Start Data supplied

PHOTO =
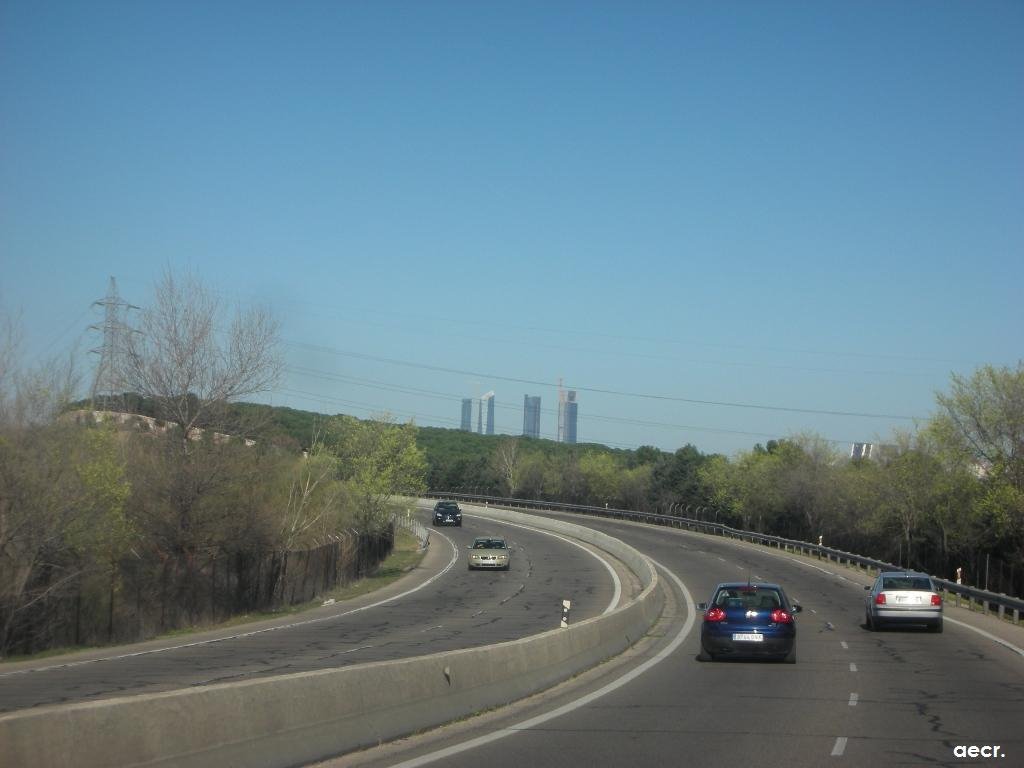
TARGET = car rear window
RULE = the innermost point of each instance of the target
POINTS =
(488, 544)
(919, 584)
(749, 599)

End Data supplied

Rewrite the lines of the records, changing "car rear window" to "vehicle rear window" and keeping everything else the same. Leave the pictures out of your answer.

PHOTO =
TARGET = vehicle rear window
RULE = the innermost point of each instance of the target
POINTS =
(488, 544)
(919, 584)
(749, 599)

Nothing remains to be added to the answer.